_Set task_
Can you copy out, word for word, the passage of the glossary entry between "Appendix E. Glossary" and "of cryptographic capabilities.", inclusive?

_Excerpted text_
--- BEGIN ---

Appendix E. Glossary | Text Processing in Python

Asymmetrical Encryption: Encryption using a pair of keys the first encrypts a message that the second decrypts. In the most common protocol, the decryption key is kept secret but the encryption key may be widely revealed. For example, you might publish your encryption or "public" key, which lets anyone encrypt a message that only you can decrypt. The person who first creates the message, of course, has initial access to it, but any third-party without the decryption or "private" key cannot access the message. See Section 2.2.4 for a discussion of cryptographic capabilities.

Big-O Notation, Complexity

Big-O notation is a way of describing the governing asymptotic complexity of an algorithm. Often such complexity is described using a capital "O" with an expression on "n" following in parentheses. Textbooks often use a bold letter or a special typeface for the "O". The "O" is originally associated with "order" of complexity.

--- END ---

_Extracted entries_

--- BEGIN ---

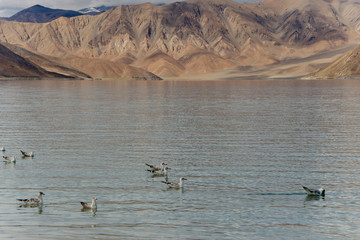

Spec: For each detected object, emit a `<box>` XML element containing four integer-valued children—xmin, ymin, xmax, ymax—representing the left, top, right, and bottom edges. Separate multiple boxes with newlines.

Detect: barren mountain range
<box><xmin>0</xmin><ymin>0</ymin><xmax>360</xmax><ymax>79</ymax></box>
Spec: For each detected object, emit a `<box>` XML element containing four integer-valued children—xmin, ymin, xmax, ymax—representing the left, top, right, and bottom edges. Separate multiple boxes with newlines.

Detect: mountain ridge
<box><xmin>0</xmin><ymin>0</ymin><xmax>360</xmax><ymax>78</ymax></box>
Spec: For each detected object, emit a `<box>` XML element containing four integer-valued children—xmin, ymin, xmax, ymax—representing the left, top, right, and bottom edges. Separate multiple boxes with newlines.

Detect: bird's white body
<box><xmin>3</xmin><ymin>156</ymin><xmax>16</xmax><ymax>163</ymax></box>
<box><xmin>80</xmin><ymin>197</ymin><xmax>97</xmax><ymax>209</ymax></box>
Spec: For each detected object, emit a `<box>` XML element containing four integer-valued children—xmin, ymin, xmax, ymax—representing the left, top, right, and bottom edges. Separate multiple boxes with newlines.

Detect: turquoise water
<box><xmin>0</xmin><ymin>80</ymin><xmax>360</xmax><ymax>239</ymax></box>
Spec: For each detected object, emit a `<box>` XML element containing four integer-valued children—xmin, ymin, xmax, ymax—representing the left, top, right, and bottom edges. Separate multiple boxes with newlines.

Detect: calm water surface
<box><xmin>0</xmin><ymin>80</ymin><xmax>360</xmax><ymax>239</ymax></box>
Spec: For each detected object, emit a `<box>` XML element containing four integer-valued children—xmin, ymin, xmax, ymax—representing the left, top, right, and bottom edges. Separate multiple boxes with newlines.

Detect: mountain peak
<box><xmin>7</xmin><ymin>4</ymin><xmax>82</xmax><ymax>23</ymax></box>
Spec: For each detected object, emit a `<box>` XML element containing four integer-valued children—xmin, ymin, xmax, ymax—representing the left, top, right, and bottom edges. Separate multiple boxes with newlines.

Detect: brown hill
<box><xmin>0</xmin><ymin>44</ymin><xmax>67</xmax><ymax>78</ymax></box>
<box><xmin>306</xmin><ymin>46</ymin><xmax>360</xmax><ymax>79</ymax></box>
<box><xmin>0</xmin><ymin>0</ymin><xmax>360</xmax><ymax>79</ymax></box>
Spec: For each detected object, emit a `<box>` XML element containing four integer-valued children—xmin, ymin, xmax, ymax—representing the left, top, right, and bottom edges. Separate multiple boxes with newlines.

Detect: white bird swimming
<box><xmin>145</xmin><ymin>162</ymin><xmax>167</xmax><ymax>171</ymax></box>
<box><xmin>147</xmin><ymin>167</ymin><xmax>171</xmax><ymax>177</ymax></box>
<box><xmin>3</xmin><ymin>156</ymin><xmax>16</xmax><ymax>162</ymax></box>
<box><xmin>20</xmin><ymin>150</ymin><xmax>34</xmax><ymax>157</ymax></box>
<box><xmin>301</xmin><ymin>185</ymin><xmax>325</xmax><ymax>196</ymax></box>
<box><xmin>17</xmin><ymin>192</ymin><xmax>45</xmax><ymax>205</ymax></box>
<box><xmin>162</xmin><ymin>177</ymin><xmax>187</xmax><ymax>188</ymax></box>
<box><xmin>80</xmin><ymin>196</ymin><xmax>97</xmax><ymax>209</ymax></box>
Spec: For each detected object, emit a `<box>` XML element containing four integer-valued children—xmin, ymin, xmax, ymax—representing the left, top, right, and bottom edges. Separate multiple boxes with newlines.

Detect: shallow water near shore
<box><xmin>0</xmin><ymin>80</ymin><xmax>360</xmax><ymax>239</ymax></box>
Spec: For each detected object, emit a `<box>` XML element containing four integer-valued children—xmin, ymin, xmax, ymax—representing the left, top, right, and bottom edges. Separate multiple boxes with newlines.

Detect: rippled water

--- END ---

_Solution below_
Appendix E. Glossary | Text Processing in Python

Asymmetrical Encryption: Encryption using a pair of keys the first encrypts a message that the second decrypts. In the most common protocol, the decryption key is kept secret but the encryption key may be widely revealed. For example, you might publish your encryption or "public" key, which lets anyone encrypt a message that only you can decrypt. The person who first creates the message, of course, has initial access to it, but any third-party without the decryption or "private" key cannot access the message. See Section 2.2.4 for a discussion of cryptographic capabilities.